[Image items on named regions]
==================================================

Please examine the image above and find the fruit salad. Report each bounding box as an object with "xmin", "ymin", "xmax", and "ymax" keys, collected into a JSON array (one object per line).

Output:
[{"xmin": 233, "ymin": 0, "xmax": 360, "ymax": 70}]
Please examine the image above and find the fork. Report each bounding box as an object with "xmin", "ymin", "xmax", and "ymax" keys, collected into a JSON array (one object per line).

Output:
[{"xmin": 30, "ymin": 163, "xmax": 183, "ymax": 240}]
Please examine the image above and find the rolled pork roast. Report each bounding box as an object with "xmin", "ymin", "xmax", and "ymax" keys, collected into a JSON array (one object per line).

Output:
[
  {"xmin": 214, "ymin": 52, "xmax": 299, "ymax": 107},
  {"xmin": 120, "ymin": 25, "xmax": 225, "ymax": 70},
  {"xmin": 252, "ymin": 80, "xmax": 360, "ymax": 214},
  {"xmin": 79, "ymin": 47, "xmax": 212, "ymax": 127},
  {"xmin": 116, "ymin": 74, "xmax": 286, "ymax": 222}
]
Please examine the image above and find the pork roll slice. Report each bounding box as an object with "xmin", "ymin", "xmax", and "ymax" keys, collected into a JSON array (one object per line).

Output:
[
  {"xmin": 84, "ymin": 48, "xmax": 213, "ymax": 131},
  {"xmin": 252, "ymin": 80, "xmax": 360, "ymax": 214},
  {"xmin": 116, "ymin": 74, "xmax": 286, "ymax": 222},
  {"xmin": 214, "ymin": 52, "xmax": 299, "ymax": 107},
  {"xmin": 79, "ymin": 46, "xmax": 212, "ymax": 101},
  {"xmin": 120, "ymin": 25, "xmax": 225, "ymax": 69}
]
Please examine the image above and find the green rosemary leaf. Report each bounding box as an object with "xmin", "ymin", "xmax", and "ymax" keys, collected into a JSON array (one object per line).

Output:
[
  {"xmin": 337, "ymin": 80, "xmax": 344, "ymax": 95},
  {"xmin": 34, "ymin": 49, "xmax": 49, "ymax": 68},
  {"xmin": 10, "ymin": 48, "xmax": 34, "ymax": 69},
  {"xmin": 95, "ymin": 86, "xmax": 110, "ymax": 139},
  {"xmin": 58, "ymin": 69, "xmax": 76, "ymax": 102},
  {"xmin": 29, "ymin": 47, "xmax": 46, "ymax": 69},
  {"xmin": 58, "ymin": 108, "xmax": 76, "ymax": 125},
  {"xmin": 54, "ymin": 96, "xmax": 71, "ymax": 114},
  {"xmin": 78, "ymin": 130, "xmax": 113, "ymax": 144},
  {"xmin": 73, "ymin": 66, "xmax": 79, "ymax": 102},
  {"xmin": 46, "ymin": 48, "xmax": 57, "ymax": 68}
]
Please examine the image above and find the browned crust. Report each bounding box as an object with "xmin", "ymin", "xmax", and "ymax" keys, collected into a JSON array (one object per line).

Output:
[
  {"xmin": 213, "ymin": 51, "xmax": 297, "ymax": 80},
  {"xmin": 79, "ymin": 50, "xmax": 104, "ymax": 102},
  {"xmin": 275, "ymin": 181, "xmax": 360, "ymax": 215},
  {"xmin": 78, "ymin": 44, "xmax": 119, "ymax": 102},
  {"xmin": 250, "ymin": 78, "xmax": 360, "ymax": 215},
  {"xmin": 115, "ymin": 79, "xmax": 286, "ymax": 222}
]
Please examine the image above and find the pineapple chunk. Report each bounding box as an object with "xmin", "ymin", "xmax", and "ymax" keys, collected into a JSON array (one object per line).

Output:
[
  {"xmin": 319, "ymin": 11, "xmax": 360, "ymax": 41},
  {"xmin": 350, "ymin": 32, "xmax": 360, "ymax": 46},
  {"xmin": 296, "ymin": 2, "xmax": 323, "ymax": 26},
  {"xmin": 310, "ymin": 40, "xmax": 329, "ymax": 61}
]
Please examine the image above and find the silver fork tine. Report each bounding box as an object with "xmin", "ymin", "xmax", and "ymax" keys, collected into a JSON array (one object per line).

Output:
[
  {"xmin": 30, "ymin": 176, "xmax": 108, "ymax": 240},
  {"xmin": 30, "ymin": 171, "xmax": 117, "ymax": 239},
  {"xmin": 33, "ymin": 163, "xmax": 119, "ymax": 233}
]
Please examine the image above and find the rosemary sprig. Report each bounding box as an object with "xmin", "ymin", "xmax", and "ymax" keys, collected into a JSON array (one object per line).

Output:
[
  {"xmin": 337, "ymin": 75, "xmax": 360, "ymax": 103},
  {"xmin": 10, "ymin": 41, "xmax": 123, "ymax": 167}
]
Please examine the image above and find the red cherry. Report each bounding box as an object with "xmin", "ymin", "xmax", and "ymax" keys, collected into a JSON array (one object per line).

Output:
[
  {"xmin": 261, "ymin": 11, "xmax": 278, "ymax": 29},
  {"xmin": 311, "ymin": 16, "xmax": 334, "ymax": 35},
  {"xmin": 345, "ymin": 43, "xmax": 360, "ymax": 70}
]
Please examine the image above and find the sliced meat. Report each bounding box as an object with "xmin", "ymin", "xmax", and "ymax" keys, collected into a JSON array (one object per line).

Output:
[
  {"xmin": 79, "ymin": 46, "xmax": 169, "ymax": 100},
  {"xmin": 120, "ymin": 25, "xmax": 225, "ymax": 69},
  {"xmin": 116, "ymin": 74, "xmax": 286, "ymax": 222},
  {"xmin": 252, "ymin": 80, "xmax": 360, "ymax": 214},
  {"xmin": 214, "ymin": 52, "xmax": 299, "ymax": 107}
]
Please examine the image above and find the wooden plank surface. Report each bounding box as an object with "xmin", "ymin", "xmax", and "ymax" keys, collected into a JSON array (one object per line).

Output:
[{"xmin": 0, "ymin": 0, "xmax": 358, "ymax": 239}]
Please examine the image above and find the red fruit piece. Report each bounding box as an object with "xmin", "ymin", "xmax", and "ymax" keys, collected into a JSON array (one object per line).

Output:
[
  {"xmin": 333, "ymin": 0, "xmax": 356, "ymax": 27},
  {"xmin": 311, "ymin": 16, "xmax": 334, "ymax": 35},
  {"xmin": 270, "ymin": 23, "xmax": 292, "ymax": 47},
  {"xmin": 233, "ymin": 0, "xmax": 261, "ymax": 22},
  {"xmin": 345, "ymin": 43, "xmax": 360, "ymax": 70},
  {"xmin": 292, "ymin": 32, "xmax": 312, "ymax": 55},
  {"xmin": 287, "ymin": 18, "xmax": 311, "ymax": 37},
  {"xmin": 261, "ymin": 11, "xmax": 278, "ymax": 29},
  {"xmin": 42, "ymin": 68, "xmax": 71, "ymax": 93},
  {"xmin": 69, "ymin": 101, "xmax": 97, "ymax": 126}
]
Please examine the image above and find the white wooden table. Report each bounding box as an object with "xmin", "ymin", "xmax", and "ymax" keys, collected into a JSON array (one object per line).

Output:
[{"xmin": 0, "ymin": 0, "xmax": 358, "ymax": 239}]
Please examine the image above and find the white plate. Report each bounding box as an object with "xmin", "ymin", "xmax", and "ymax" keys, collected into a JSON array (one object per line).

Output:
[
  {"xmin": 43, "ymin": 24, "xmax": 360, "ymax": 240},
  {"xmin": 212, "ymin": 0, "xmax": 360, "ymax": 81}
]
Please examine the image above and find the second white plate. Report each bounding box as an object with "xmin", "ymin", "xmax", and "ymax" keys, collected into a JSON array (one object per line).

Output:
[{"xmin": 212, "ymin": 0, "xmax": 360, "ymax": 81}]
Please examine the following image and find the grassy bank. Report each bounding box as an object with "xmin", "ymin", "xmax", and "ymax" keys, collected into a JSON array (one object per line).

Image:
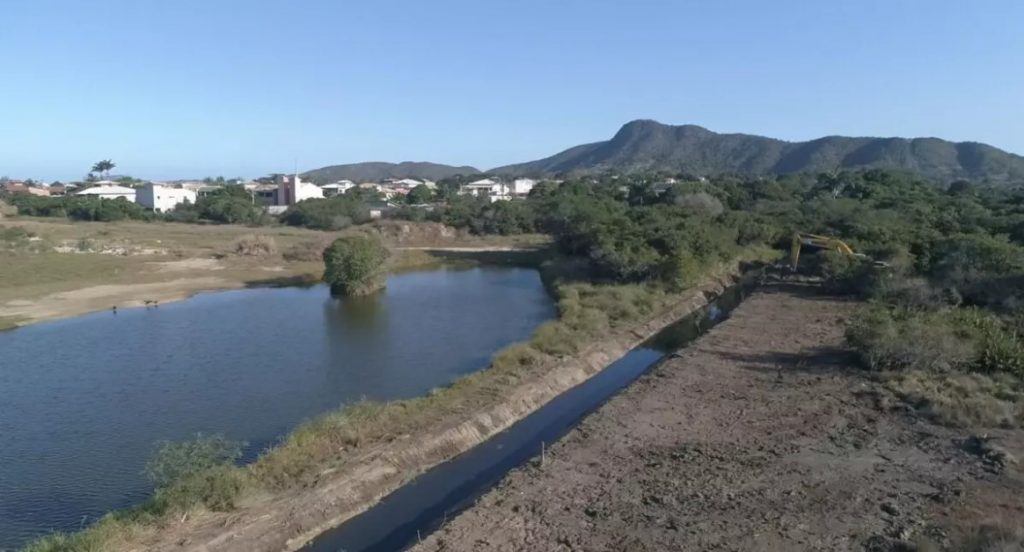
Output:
[
  {"xmin": 0, "ymin": 217, "xmax": 546, "ymax": 326},
  {"xmin": 25, "ymin": 248, "xmax": 774, "ymax": 552}
]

==================================================

WHAT YOU SHOULD DO: Reproduce all of the items with "bounding box" swapped for "enclosing rectangle" and nothing else altered. Omit the pictures from your answer.

THE ANSWER:
Please examine the image above and find the fruit salad. Report each enclosing rectangle as an object with "xmin", "ymin", "xmax", and "ymax" keys, collected into a JSON array (one object per line).

Output:
[{"xmin": 233, "ymin": 0, "xmax": 360, "ymax": 70}]
Please examine the image above and find the fork. Report each enclosing rectangle as an object with "xmin", "ymin", "xmax", and "ymax" keys, collected into a JSON array (one object per line).

Output:
[{"xmin": 30, "ymin": 163, "xmax": 183, "ymax": 240}]
Please examine the image above and find the rolled pork roast. Report each enclosing rectangle as an object with "xmin", "ymin", "xmax", and "ymax" keys, collected into a JSON array (one object per line).

Output:
[
  {"xmin": 214, "ymin": 52, "xmax": 299, "ymax": 107},
  {"xmin": 120, "ymin": 25, "xmax": 225, "ymax": 70},
  {"xmin": 252, "ymin": 80, "xmax": 360, "ymax": 214},
  {"xmin": 79, "ymin": 47, "xmax": 212, "ymax": 127},
  {"xmin": 116, "ymin": 74, "xmax": 286, "ymax": 222}
]
Please examine the image above and find the pork roll slice. Report each enclosing rectangle as an object with "xmin", "ymin", "xmax", and "ymax" keys, collected into a JSON array (one object per line).

Output:
[
  {"xmin": 84, "ymin": 48, "xmax": 213, "ymax": 131},
  {"xmin": 252, "ymin": 80, "xmax": 360, "ymax": 214},
  {"xmin": 116, "ymin": 74, "xmax": 286, "ymax": 222},
  {"xmin": 214, "ymin": 52, "xmax": 299, "ymax": 107},
  {"xmin": 79, "ymin": 46, "xmax": 212, "ymax": 101},
  {"xmin": 120, "ymin": 25, "xmax": 225, "ymax": 69}
]
Please examine the image above and find the green rosemary leaf. Report each enclosing rectangle as an object with "xmin", "ymin", "xmax", and "ymax" keys, collected into a JSON array (one object per line).

Output:
[
  {"xmin": 337, "ymin": 80, "xmax": 344, "ymax": 95},
  {"xmin": 34, "ymin": 49, "xmax": 49, "ymax": 68},
  {"xmin": 10, "ymin": 48, "xmax": 34, "ymax": 69},
  {"xmin": 95, "ymin": 86, "xmax": 110, "ymax": 139},
  {"xmin": 58, "ymin": 69, "xmax": 76, "ymax": 102},
  {"xmin": 29, "ymin": 47, "xmax": 46, "ymax": 69},
  {"xmin": 58, "ymin": 108, "xmax": 76, "ymax": 125},
  {"xmin": 54, "ymin": 96, "xmax": 71, "ymax": 114},
  {"xmin": 78, "ymin": 130, "xmax": 113, "ymax": 144},
  {"xmin": 73, "ymin": 66, "xmax": 79, "ymax": 102},
  {"xmin": 46, "ymin": 48, "xmax": 57, "ymax": 68}
]
Please examine the image above and find the browned crust. Report each enclosing rectangle as an object with "xmin", "ymin", "xmax", and "ymax" keys, collected into a JSON array (one object per line).

Output:
[
  {"xmin": 213, "ymin": 51, "xmax": 297, "ymax": 80},
  {"xmin": 79, "ymin": 50, "xmax": 104, "ymax": 102},
  {"xmin": 275, "ymin": 181, "xmax": 360, "ymax": 215},
  {"xmin": 78, "ymin": 44, "xmax": 119, "ymax": 102},
  {"xmin": 250, "ymin": 78, "xmax": 360, "ymax": 215},
  {"xmin": 115, "ymin": 79, "xmax": 286, "ymax": 222}
]
Please examine the image above and find the pineapple chunk. Report each enclosing rectangle as an object with "xmin", "ymin", "xmax", and "ymax" keys, collected into a JSON array (one object per line).

Output:
[
  {"xmin": 319, "ymin": 11, "xmax": 360, "ymax": 41},
  {"xmin": 350, "ymin": 32, "xmax": 360, "ymax": 46},
  {"xmin": 296, "ymin": 2, "xmax": 323, "ymax": 26},
  {"xmin": 310, "ymin": 40, "xmax": 329, "ymax": 61}
]
Please examine the image above and find the silver fork tine. Report each enclosing rectangle as an object with "xmin", "ymin", "xmax", and "ymax" keys, collected into a JSON array (one object per line).

Output:
[
  {"xmin": 30, "ymin": 176, "xmax": 108, "ymax": 240},
  {"xmin": 30, "ymin": 171, "xmax": 117, "ymax": 239},
  {"xmin": 33, "ymin": 163, "xmax": 119, "ymax": 233}
]
Please examine the image above and find the rosemary sprig. Report each enclosing rectangle as an object with "xmin", "ymin", "xmax", and "ymax" keys, collected into a JSON array (one object per line).

Output:
[
  {"xmin": 337, "ymin": 75, "xmax": 360, "ymax": 103},
  {"xmin": 10, "ymin": 41, "xmax": 123, "ymax": 167}
]
Please examine the image above and find the red cherry. Report each enclosing rectangle as an object with "xmin", "ymin", "xmax", and "ymax" keys, collected into a JSON array (one object per line).

Output:
[
  {"xmin": 261, "ymin": 11, "xmax": 278, "ymax": 29},
  {"xmin": 311, "ymin": 16, "xmax": 334, "ymax": 35},
  {"xmin": 345, "ymin": 43, "xmax": 360, "ymax": 70}
]
Please examine the image above and find the sliced meat. Report each enclosing rectangle as an object with "xmin", "ymin", "xmax", and "ymax" keys, collected into a JSON array (one object per line).

Output:
[
  {"xmin": 79, "ymin": 46, "xmax": 169, "ymax": 100},
  {"xmin": 120, "ymin": 25, "xmax": 225, "ymax": 69},
  {"xmin": 116, "ymin": 74, "xmax": 286, "ymax": 222},
  {"xmin": 252, "ymin": 80, "xmax": 360, "ymax": 214},
  {"xmin": 214, "ymin": 52, "xmax": 299, "ymax": 107}
]
Please examine the image above and find the wooden plank surface. Report each enclosing rectangle as an object with "xmin", "ymin", "xmax", and "ymax" keys, collected into a JSON array (one object per line).

Output:
[{"xmin": 0, "ymin": 0, "xmax": 358, "ymax": 239}]
Please examine the image above and find the red fruit piece. Report each enclosing rectangle as an object with "xmin", "ymin", "xmax", and "ymax" keys, collected into a JSON array (one object per line).

Output:
[
  {"xmin": 333, "ymin": 0, "xmax": 356, "ymax": 27},
  {"xmin": 311, "ymin": 16, "xmax": 334, "ymax": 35},
  {"xmin": 270, "ymin": 23, "xmax": 292, "ymax": 47},
  {"xmin": 233, "ymin": 0, "xmax": 261, "ymax": 22},
  {"xmin": 345, "ymin": 43, "xmax": 360, "ymax": 70},
  {"xmin": 292, "ymin": 32, "xmax": 312, "ymax": 55},
  {"xmin": 287, "ymin": 18, "xmax": 311, "ymax": 37},
  {"xmin": 261, "ymin": 11, "xmax": 278, "ymax": 29},
  {"xmin": 42, "ymin": 68, "xmax": 71, "ymax": 93},
  {"xmin": 69, "ymin": 101, "xmax": 97, "ymax": 126}
]
Please examine the image above and find the white wooden table. Report each enclosing rectangle as an object with "xmin", "ymin", "xmax", and "ymax" keys, collected into a JSON array (one object per line).

Output:
[{"xmin": 0, "ymin": 0, "xmax": 358, "ymax": 239}]
Please examine the image above and find the white plate. Report each enclosing rectangle as an object with "xmin", "ymin", "xmax", and "ymax" keys, collected into a JSON array (one object per line).

Output:
[
  {"xmin": 43, "ymin": 24, "xmax": 360, "ymax": 240},
  {"xmin": 212, "ymin": 0, "xmax": 360, "ymax": 81}
]
Please examine the image above and find the second white plate. Report each enclosing rectangle as an object with "xmin", "ymin", "xmax", and "ymax" keys, collected into a JSON array (one object per line).

Output:
[{"xmin": 212, "ymin": 0, "xmax": 360, "ymax": 81}]
Please examine the following image and find the grassy bank. Report each enclosing rectangle as an object with "xmin", "ymin", "xmax", and "ymax" keys, collected into a JSON array (one object per line).

Image:
Output:
[
  {"xmin": 0, "ymin": 217, "xmax": 546, "ymax": 326},
  {"xmin": 25, "ymin": 248, "xmax": 774, "ymax": 552}
]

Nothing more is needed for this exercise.